### SOURCE
You were the youngest teacher at the school that year and still relatively new to that all-girls Catholic convent school, just like me. You encouraged me to read, even when it meant that I spent all three breaks each day sitting at a picnic table with my face buried in pages. You coaxed me into making friends, even when I was ready to stay off to the side and prepare for the next class. You made me talk things out with those friends, even when we made each other cry at recess because none of us knew how to handle multiple friendships. And, when I wasn’t in your class or grade level anymore, you still said “hello” in the courtyard and asked about my family. When everything else made me feel like a misplaced and awkward child–and even as you interviewed me for your thesis–you made me feel better, normal. Thank you.

### SUPPLIED MATERIAL

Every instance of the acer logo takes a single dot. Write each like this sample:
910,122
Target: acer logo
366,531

### WHAT THIS TASK INVOLVES
Reproduce the full thank-you note addressed to the former teacher, word for word.

### FINISHED ANSWER
You were the youngest teacher at the school that year and still relatively new to that all-girls Catholic convent school, just like me. You encouraged me to read, even when it meant that I spent all three breaks each day sitting at a picnic table with my face buried in pages. You coaxed me into making friends, even when I was ready to stay off to the side and prepare for the next class. You made me talk things out with those friends, even when we made each other cry at recess because none of us knew how to handle multiple friendships. And, when I wasn’t in your class or grade level anymore, you still said “hello” in the courtyard and asked about my family. When everything else made me feel like a misplaced and awkward child–and even as you interviewed me for your thesis–you made me feel better, normal. Thank you.